* SOURCE TEXT *
※
COOPERATIVE MANAGEMENT
The working groups effort reported in the document for the preparation
of the Yokohama meeting is based upon the current use of the DNS,
because no one with a competitive vision of new services based on an
innovative use of the DNS will want to disclose it in an unprotected
manner.
This does not help identifying comming new needs and may lead to wrong
decisions with a dramatical impact where simple no cost solutions and
rules decided today could save the Internet, commerce and industry
billions of dollars in reducing future complexity and allowing new
projects to develop.
I happen to have such a need, to be able to document it and its
magnitude. Also to have some real experience on public international
addressing plan management and commercial impact and a realistic and
simple proposition to match my generic need.
General formulation of the need
The overlooked need is very easy to understand. Today the hierarchy in
addressing is handled through levels: 1st level : tld, 2nd level domain
name, 3rd level, subadressing.
There is a used and growing alternative to 3rd level and even further
down for subadressing, it is the semantic of the second level.
First example: let suppose a company (there is one) offering area code
related portals.
They may use either http://415.area.com or http://area415.com formats.
There are several good reasons to use the second one:
- http://area415.com is more compact and easier to memorize
- http://support.are415.com is easier to recall than
http://support.415.area.com
- there are 300 area codes, which means a subscription of $ 6000 while
buying back the code "area.com" would probably be 50 times more.
- it easier to franchise since the webs sites are independent
- e-mail service for each domain name may be better managed and
protected
but most of all this is necessary when the different sites are not
managed on machines in the same place (growth, access protection,
distributed commercial agreements, local services, international
localion, etc..).
Second example: let suppose I have a concept for a new service named
"abc" I may apply to different thematic web sites and I wish to impose a
commercial image with the semantic "abctheme.com" : abcflower.com,
abccar.com, abcships.com"... Will I have to sue everyone picking an
abcxxxx.com name and wanting to sell it back to me with a big premium?
※
* EXTRACTED DATA *
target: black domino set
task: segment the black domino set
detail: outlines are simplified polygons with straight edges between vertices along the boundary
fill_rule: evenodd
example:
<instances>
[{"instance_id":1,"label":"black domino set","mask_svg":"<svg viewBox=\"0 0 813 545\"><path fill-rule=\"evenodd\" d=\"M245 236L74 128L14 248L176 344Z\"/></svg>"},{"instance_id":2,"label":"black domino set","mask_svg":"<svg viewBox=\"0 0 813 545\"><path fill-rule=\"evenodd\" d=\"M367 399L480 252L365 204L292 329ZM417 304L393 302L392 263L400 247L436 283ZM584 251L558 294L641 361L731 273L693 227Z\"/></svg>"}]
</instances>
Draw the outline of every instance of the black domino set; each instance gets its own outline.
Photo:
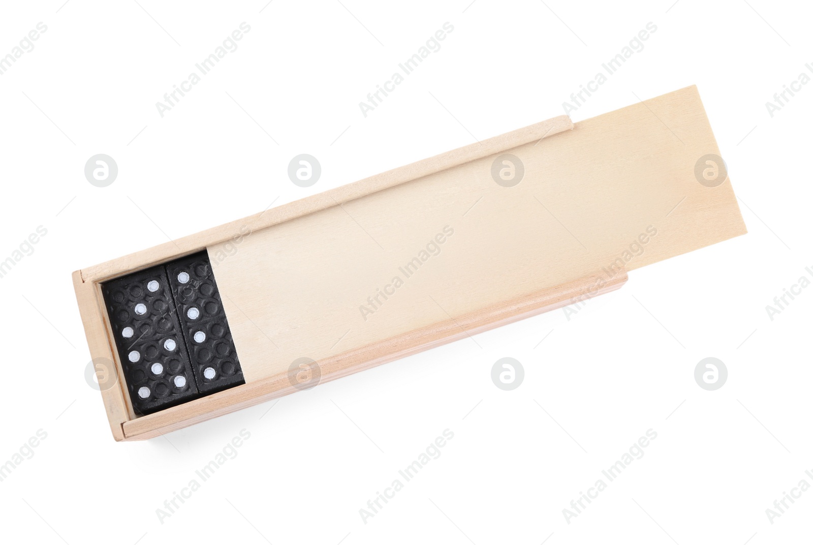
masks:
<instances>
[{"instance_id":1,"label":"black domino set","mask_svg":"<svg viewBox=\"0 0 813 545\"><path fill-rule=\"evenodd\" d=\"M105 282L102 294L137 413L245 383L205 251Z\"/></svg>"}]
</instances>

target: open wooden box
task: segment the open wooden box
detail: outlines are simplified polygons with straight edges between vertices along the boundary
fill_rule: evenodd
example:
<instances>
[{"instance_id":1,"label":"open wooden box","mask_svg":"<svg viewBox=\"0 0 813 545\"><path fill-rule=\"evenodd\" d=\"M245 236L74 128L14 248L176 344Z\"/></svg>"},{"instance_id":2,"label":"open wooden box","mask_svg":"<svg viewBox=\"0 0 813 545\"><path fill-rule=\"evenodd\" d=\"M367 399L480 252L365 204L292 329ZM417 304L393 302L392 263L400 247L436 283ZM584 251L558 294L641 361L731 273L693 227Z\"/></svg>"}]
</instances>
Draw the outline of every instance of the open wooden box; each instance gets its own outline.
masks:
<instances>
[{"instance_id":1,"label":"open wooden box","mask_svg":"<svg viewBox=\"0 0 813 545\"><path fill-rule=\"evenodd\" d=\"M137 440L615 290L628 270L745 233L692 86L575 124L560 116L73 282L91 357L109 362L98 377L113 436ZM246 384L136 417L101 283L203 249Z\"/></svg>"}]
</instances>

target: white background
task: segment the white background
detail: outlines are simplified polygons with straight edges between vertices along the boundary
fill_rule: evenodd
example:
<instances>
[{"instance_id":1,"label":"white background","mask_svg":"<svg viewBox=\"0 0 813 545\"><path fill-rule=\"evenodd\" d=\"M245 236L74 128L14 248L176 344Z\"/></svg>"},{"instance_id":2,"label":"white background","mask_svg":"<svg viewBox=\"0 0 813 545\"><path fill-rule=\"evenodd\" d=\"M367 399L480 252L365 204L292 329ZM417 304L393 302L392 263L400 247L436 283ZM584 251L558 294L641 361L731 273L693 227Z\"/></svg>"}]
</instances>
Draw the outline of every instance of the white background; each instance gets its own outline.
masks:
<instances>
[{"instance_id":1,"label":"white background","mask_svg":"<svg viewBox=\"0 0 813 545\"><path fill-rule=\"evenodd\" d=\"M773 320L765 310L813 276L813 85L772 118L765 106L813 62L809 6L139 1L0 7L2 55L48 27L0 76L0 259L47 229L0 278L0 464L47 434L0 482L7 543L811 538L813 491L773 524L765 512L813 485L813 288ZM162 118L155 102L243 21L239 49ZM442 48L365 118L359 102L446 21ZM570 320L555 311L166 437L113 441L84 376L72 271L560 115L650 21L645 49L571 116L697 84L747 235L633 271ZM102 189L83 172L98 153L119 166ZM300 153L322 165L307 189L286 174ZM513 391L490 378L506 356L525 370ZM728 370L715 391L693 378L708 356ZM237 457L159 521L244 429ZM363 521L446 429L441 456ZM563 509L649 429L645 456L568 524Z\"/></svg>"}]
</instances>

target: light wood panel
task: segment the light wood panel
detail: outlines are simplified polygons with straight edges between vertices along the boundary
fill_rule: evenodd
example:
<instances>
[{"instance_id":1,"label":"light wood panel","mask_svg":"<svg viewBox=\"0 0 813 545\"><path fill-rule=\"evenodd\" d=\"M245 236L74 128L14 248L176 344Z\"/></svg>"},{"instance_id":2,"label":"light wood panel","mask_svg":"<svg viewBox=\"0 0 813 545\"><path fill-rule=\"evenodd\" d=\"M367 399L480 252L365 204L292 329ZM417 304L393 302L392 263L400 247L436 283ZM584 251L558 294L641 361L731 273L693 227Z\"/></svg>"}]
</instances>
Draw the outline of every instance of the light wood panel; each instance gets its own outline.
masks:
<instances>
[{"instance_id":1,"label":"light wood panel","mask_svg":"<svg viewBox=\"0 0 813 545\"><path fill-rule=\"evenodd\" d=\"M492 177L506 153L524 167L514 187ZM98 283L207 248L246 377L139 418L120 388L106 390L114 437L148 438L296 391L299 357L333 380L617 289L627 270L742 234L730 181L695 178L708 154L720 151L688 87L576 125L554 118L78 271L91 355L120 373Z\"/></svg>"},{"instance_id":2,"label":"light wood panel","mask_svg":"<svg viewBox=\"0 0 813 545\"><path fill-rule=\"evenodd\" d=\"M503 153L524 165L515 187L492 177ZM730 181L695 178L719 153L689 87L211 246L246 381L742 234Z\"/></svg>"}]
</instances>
※
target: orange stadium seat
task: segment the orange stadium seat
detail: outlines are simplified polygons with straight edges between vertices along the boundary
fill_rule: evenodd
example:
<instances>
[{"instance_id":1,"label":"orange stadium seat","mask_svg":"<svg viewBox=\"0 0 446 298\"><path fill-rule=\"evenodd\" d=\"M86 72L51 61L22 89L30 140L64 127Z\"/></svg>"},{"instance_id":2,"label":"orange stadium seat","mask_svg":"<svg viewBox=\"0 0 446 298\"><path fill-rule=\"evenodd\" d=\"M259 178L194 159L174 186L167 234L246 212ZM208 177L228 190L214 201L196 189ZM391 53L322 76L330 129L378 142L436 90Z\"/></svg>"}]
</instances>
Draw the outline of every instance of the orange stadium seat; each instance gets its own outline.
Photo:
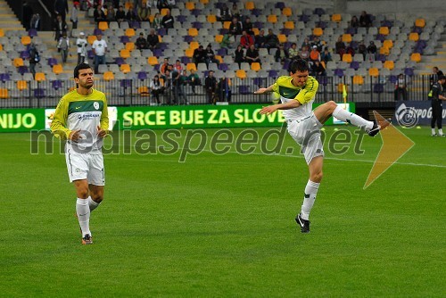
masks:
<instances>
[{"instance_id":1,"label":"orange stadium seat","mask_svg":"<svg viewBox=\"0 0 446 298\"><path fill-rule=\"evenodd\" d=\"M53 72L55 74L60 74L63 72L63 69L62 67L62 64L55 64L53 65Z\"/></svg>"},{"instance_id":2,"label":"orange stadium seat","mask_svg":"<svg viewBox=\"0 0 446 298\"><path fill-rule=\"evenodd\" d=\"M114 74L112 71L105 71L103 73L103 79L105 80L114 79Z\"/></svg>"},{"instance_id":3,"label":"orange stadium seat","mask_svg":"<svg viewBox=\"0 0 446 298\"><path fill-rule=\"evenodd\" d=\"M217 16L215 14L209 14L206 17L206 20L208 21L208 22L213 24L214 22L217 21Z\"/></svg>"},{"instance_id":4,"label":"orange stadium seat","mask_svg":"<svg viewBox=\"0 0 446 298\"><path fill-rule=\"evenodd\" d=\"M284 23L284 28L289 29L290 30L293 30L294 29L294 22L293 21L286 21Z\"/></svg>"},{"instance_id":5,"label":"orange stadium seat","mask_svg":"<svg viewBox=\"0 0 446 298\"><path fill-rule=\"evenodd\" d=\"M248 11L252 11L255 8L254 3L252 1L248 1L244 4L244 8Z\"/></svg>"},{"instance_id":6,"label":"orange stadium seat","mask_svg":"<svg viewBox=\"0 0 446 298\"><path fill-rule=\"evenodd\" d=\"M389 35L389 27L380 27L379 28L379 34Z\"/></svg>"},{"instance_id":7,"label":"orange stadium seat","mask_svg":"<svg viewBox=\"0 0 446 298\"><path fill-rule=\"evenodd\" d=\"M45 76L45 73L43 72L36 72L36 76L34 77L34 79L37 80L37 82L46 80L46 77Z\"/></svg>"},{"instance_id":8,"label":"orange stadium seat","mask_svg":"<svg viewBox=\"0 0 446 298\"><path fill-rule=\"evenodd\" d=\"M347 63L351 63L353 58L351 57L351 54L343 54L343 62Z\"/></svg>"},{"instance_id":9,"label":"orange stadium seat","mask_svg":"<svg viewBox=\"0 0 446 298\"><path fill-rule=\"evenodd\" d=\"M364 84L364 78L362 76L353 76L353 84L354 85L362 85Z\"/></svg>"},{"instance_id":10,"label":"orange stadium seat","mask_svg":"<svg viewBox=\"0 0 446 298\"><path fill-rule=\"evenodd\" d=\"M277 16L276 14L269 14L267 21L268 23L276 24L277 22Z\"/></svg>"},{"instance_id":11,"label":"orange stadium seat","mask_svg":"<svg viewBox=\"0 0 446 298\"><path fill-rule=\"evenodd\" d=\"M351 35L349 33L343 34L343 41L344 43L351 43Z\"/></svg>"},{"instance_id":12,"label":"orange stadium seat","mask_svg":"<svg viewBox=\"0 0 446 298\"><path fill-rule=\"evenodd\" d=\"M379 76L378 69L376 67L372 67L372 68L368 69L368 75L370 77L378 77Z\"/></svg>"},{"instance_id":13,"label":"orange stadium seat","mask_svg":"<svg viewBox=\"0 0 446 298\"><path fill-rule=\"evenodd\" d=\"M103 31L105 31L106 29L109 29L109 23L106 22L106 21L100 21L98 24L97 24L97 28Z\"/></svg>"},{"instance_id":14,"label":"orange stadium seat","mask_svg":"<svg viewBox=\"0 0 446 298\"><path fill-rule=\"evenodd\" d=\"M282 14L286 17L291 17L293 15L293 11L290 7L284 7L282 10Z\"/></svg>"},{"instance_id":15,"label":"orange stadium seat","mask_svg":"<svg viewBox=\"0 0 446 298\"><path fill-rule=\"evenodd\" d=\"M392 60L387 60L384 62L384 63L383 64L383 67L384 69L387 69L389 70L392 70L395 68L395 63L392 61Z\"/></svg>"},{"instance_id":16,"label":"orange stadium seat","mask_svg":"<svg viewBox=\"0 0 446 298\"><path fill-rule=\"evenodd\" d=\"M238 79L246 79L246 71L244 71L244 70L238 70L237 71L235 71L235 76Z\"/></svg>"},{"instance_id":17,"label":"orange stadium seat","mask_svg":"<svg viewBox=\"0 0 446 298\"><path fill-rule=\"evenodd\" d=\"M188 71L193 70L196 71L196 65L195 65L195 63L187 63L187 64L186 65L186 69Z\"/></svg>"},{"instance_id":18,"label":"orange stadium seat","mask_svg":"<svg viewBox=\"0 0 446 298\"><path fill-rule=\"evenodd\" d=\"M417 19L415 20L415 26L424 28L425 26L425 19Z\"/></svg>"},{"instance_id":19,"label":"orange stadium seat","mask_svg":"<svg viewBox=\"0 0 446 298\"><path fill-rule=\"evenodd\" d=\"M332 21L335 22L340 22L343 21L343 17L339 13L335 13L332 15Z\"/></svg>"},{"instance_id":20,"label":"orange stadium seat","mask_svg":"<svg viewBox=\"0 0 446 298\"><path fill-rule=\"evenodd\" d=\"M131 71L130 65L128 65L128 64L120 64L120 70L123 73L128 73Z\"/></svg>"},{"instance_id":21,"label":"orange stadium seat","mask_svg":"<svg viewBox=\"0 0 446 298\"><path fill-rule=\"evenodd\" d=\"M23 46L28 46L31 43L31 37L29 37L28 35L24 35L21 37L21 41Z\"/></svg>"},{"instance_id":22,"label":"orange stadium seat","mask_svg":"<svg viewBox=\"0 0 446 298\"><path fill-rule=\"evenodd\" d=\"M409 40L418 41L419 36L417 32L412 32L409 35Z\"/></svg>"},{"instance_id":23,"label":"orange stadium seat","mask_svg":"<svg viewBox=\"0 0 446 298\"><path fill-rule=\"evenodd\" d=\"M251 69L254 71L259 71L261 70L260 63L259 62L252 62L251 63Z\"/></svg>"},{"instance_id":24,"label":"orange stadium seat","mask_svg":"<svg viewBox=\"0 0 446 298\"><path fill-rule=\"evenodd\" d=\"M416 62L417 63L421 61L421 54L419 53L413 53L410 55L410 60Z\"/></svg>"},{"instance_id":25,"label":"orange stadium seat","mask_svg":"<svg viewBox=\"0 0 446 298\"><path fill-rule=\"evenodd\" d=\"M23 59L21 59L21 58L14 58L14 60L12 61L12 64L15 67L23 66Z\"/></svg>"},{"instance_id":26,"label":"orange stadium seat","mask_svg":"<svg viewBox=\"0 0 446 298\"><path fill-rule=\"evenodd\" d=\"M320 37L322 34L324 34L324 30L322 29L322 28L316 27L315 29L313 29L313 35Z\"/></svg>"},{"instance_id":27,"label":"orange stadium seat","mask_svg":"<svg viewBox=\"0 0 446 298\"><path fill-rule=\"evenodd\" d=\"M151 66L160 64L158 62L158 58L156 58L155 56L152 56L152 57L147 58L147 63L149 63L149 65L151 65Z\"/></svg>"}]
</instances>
※
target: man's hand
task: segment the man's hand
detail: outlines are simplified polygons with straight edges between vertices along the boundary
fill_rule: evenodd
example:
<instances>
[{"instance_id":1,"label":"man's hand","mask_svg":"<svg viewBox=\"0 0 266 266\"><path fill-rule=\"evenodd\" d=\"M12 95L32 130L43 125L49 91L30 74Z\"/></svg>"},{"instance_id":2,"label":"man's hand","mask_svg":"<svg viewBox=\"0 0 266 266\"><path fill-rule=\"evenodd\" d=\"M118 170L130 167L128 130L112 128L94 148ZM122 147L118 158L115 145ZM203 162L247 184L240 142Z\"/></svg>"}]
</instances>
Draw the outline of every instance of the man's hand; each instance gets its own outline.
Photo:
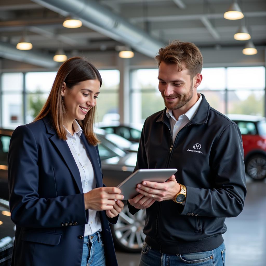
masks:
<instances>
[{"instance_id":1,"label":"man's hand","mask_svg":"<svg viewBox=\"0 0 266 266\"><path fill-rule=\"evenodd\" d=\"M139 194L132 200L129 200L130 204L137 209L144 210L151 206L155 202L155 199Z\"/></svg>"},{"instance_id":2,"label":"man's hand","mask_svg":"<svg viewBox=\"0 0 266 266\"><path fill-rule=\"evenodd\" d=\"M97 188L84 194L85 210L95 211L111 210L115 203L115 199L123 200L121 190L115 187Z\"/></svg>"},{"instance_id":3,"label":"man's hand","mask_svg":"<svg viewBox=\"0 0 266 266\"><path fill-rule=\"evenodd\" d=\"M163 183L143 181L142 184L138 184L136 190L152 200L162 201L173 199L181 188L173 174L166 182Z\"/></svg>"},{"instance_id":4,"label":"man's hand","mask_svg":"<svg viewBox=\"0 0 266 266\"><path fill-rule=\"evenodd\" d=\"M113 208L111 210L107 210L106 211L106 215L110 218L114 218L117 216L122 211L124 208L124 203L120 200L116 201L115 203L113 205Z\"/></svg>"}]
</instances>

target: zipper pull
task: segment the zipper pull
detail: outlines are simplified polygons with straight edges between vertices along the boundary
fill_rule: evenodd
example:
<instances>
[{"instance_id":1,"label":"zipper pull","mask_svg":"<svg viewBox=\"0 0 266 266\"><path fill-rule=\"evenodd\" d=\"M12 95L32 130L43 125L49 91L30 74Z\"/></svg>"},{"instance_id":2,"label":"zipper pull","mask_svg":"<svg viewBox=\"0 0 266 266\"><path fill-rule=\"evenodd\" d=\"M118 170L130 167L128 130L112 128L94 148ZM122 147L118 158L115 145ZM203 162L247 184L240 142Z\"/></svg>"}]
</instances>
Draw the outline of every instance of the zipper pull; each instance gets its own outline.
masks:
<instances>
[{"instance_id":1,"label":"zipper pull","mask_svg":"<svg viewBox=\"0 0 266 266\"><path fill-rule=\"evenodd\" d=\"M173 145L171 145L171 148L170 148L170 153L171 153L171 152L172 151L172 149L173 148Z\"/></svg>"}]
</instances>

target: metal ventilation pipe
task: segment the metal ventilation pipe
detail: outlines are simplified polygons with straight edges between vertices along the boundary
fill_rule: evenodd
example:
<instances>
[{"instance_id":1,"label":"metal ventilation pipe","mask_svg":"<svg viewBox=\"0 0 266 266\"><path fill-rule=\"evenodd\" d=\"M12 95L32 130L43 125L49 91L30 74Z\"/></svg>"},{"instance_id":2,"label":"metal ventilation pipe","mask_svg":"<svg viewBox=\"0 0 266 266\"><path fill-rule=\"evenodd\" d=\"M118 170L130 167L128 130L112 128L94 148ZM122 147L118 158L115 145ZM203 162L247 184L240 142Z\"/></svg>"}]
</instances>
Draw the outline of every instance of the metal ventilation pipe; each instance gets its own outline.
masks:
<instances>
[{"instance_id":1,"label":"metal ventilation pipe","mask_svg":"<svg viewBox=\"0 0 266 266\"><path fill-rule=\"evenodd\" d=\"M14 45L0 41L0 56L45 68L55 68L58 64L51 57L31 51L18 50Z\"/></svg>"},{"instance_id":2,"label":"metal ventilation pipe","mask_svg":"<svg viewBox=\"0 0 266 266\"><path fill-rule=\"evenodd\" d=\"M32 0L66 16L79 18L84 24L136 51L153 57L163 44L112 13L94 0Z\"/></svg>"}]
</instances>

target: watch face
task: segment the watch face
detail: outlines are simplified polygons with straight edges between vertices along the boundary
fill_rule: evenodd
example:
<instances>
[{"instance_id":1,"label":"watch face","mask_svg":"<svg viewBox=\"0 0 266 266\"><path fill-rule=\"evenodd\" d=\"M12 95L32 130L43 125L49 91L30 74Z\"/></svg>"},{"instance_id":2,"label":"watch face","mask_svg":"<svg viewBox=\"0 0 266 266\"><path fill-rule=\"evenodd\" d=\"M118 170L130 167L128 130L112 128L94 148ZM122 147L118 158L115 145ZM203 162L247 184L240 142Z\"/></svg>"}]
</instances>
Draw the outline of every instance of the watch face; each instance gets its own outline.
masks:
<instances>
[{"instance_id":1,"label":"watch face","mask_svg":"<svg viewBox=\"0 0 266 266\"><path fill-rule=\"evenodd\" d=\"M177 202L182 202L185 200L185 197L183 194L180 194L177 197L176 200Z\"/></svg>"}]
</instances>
※
* WHAT YOU HAVE TO DO *
Reproduce the cooperative management text above word for word, keeping every line and its original spelling and punctuation.

* OUTPUT *
COOPERATIVE MANAGEMENT
The working groups effort reported in the document for the preparation
of the Yokohama meeting is based upon the current use of the DNS,
because no one with a competitive vision of new services based on an
innovative use of the DNS will want to disclose it in an unprotected
manner.
This does not help identifying comming new needs and may lead to wrong
decisions with a dramatical impact where simple no cost solutions and
rules decided today could save the Internet, commerce and industry
billions of dollars in reducing future complexity and allowing new
projects to develop.
I happen to have such a need, to be able to document it and its
magnitude. Also to have some real experience on public international
addressing plan management and commercial impact and a realistic and
simple proposition to match my generic need.
General formulation of the need
The overlooked need is very easy to understand. Today the hierarchy in
addressing is handled through levels: 1st level : tld, 2nd level domain
name, 3rd level, subadressing.
There is a used and growing alternative to 3rd level and even further
down for subadressing, it is the semantic of the second level.
First example: let suppose a company (there is one) offering area code
related portals.
They may use either http://415.area.com or http://area415.com formats.
There are several good reasons to use the second one:
- http://area415.com is more compact and easier to memorize
- http://support.are415.com is easier to recall than
http://support.415.area.com
- there are 300 area codes, which means a subscription of $ 6000 while
buying back the code "area.com" would probably be 50 times more.
- it easier to franchise since the webs sites are independent
- e-mail service for each domain name may be better managed and
protected
but most of all this is necessary when the different sites are not
managed on machines in the same place (growth, access protection,
distributed commercial agreements, local services, international
localion, etc..).
Second example: let suppose I have a concept for a new service named
"abc" I may apply to different thematic web sites and I wish to impose a
commercial image with the semantic "abctheme.com" : abcflower.com,
abccar.com, abcships.com"... Will I have to sue everyone picking an
abcxxxx.com name and wanting to sell it back to me with a big premium?